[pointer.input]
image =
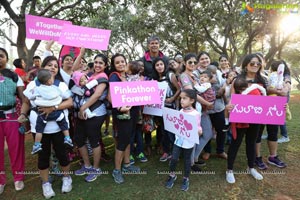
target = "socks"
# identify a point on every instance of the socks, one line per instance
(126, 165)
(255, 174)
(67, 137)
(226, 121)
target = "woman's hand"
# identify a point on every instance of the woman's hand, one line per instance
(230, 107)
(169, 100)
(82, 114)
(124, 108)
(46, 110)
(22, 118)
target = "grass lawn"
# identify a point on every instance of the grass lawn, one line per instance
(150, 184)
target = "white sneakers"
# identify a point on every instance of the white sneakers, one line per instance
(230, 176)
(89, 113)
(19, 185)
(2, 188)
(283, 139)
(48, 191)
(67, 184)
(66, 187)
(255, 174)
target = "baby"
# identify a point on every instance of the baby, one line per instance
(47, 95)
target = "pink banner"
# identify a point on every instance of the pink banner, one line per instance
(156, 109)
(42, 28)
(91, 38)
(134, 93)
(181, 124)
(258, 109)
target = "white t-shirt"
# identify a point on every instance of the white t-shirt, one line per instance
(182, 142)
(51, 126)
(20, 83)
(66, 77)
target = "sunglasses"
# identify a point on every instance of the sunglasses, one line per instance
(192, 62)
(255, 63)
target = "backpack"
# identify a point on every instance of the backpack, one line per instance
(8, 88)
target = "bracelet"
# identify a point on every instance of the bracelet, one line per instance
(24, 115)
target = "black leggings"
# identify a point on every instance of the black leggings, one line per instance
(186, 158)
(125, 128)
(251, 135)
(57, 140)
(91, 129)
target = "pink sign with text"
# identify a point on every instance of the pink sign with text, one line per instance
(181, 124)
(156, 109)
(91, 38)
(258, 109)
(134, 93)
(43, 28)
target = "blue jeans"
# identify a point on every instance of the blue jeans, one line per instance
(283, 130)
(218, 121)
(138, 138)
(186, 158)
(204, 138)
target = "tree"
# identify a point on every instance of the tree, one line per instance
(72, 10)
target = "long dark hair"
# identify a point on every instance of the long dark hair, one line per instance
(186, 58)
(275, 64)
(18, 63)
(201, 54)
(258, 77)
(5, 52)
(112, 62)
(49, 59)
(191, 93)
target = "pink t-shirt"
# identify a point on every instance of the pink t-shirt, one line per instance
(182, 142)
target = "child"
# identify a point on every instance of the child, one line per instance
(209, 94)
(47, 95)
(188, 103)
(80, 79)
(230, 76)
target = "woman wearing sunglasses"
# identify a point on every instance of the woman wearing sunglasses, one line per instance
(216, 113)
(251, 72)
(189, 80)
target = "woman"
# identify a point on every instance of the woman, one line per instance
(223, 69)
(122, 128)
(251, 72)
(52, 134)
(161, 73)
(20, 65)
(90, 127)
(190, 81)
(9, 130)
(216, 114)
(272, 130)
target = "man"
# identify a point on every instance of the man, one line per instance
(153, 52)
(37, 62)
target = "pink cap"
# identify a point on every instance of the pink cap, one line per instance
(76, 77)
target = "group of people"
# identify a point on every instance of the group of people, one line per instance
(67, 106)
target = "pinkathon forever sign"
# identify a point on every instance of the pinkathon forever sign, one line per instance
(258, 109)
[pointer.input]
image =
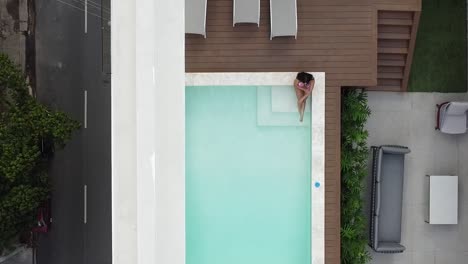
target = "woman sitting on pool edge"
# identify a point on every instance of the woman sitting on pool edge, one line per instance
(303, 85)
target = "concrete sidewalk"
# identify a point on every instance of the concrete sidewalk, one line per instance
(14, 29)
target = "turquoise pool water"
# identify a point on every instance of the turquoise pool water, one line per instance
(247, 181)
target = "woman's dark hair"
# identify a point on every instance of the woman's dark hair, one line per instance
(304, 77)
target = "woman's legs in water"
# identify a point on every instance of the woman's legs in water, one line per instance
-----
_Assignment_. The data above should be set down again exactly, with the pictures omitted.

_Exercise answer_.
[pointer.input]
image =
target = "socks"
# identify a point on every instance of the socks, one line per instance
(126, 165)
(255, 174)
(67, 137)
(226, 121)
target = "woman's hand"
# identify a point on every instance of the woman's hand, one line per instance
(230, 107)
(169, 100)
(82, 114)
(124, 108)
(46, 110)
(22, 118)
target = "grass lawn"
# identify a point on every instance of the grass lawn, one line per instance
(150, 184)
target = "white sneakers"
# identify a point on every instance of the white sneakers, one line per instance
(230, 176)
(89, 113)
(19, 185)
(2, 188)
(283, 139)
(48, 191)
(67, 184)
(66, 187)
(255, 174)
target = "baby"
# identify a point on every instance of the baby, one line per instance
(47, 95)
target = "pink banner"
# identify a point on every instance of the pink banner, one line per instance
(156, 109)
(42, 28)
(91, 38)
(134, 93)
(181, 124)
(258, 109)
target = "white t-shirt"
# identify a point on every instance of the white t-shirt, one line per instance
(182, 142)
(51, 126)
(20, 83)
(66, 77)
target = "sunglasses"
# identify a point on every instance of the sunglasses, one line per instance
(192, 62)
(255, 63)
target = "backpack"
# identify a point on every instance of the backpack, one line per instance
(8, 88)
target = "bracelet"
# identify a point on every instance of the bracelet, one line per instance
(24, 115)
target = "black leggings"
# identify a point on every instance of the black leggings, one line per instance
(186, 158)
(125, 128)
(251, 135)
(57, 140)
(91, 129)
target = "pink sign with text"
# identify a point on every instance of the pink sign with text, one line per instance
(181, 124)
(156, 109)
(91, 38)
(258, 109)
(134, 93)
(43, 28)
target = "blue jeans"
# identify a point on every instance of the blue jeans, one line per instance
(283, 130)
(218, 121)
(138, 138)
(186, 158)
(204, 138)
target = "tree"
# identify a point on every instance of the tree, one line per instance
(72, 10)
target = "long dark hair"
# identify a point on every instance of the long dark hair, one line per instance
(186, 58)
(275, 64)
(18, 63)
(201, 54)
(258, 77)
(5, 52)
(112, 62)
(49, 59)
(191, 93)
target = "pink t-shirt"
# identify a point on every instance of the pink t-shirt, one line per instance
(182, 142)
target = "child"
# identify a point on every instance of the child, one line per instance
(209, 94)
(47, 95)
(188, 103)
(80, 79)
(230, 76)
target = "woman wearing sunglasses"
# identify a point on every instance of the woman wearing sunglasses, one line per instance
(216, 113)
(251, 72)
(189, 80)
target = "woman"
# identify a point on every instance of the woman, one line per instance
(223, 69)
(122, 128)
(251, 72)
(52, 134)
(161, 73)
(20, 65)
(90, 127)
(190, 81)
(9, 130)
(216, 114)
(272, 130)
target = "man"
# identify a point on every instance of the man, one line per instance
(153, 52)
(37, 62)
target = "pink cap"
# identify a point on every instance of the pink cap, one line per instance
(76, 77)
target = "group of people"
# identify a point on every instance of the group of people, one line per instance
(67, 106)
target = "pinkathon forever sign"
# identify a point on every instance of the pinkathon forever sign, one line per instance
(258, 109)
[pointer.input]
image =
target = "woman sitting on pool edge"
# identify a point on every instance of the woman sitting on pool edge, one line per instance
(303, 85)
target = "concrete sidewalk"
# identify a point on every instance of the concrete sidewalk, one line per instance
(14, 29)
target = "turquoise pool water"
# identify a point on every instance of the turquoise pool water, one line per instance
(247, 181)
target = "woman's dark hair"
# identify a point on every instance of the woman's dark hair, one line per instance
(304, 77)
target = "woman's legs in water"
# identify a point on every instance of the woman's legs in water, one line per instance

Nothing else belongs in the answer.